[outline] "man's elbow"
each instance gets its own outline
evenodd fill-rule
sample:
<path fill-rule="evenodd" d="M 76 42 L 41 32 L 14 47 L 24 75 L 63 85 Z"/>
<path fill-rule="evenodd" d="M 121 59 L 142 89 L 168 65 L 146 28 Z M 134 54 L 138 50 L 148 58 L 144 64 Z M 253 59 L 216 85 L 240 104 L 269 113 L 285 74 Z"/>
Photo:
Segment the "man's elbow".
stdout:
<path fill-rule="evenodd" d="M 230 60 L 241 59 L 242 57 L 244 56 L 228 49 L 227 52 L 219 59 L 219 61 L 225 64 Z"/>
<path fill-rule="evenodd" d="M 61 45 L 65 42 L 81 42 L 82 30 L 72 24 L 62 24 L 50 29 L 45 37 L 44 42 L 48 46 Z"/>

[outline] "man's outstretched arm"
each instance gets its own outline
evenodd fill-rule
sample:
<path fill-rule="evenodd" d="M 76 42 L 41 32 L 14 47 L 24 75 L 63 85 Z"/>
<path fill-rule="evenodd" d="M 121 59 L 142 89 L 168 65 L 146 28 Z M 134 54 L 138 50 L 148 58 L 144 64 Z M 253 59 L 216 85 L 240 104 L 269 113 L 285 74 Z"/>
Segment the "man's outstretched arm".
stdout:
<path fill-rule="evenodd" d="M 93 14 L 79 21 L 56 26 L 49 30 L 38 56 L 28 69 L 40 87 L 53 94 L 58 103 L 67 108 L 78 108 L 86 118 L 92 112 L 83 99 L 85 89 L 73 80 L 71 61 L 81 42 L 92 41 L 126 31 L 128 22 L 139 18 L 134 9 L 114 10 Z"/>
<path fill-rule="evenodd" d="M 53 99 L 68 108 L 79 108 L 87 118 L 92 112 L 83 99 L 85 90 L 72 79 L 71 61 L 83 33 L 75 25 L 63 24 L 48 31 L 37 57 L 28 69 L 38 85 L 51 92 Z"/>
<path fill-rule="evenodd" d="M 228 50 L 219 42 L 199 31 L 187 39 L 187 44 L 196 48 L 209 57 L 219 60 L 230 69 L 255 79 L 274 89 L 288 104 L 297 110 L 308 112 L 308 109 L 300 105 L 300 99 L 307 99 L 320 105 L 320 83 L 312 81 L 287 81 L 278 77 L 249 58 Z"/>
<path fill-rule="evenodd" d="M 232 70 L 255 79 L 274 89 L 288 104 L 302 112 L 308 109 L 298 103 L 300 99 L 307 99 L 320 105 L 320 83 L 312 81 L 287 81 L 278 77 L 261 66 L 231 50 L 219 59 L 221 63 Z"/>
· · · · ·
Exercise brief: Each and every entry needs to be repeated exactly.

Written response:
[outline] "man's elbow"
each instance gets its own outline
evenodd fill-rule
sample:
<path fill-rule="evenodd" d="M 76 42 L 41 32 L 14 47 L 24 75 L 63 85 Z"/>
<path fill-rule="evenodd" d="M 121 59 L 142 89 L 168 65 L 146 28 Z M 134 54 L 138 50 L 148 58 L 144 64 Z M 253 59 L 216 85 L 240 104 L 269 113 L 285 74 Z"/>
Photo:
Segment the "man's elbow".
stdout:
<path fill-rule="evenodd" d="M 230 60 L 241 59 L 242 57 L 244 56 L 228 49 L 227 52 L 219 59 L 219 61 L 225 64 Z"/>
<path fill-rule="evenodd" d="M 61 45 L 65 42 L 81 42 L 82 30 L 72 24 L 62 24 L 50 29 L 45 37 L 44 42 L 48 46 Z"/>

[outline] "man's outstretched arm"
each instance gets its own outline
evenodd fill-rule
sample:
<path fill-rule="evenodd" d="M 76 42 L 41 32 L 14 47 L 24 75 L 63 85 Z"/>
<path fill-rule="evenodd" d="M 121 59 L 142 89 L 168 65 L 146 28 Z M 134 54 L 138 50 L 148 58 L 144 64 Z M 253 59 L 216 85 L 240 104 L 269 113 L 285 74 Z"/>
Segment the "man's outstretched arm".
stdout:
<path fill-rule="evenodd" d="M 93 14 L 79 21 L 56 26 L 49 30 L 38 56 L 28 69 L 40 87 L 53 94 L 58 103 L 67 108 L 78 108 L 86 118 L 92 112 L 83 99 L 85 89 L 73 80 L 71 61 L 81 42 L 92 41 L 126 31 L 128 22 L 139 18 L 134 9 L 114 10 Z"/>
<path fill-rule="evenodd" d="M 53 99 L 68 108 L 79 108 L 87 118 L 92 112 L 83 99 L 85 90 L 72 79 L 71 61 L 83 33 L 75 25 L 63 24 L 48 31 L 37 57 L 28 69 L 38 85 L 51 92 Z"/>
<path fill-rule="evenodd" d="M 228 50 L 219 42 L 199 31 L 187 39 L 187 44 L 196 48 L 209 57 L 219 60 L 230 69 L 255 79 L 274 89 L 288 104 L 297 110 L 308 112 L 308 109 L 300 105 L 300 99 L 307 99 L 320 105 L 320 83 L 312 81 L 287 81 L 278 77 L 249 58 Z"/>
<path fill-rule="evenodd" d="M 232 70 L 255 79 L 274 89 L 288 104 L 302 112 L 308 109 L 298 103 L 300 99 L 307 99 L 320 105 L 320 83 L 312 81 L 287 81 L 278 77 L 261 66 L 231 50 L 219 59 L 221 63 Z"/>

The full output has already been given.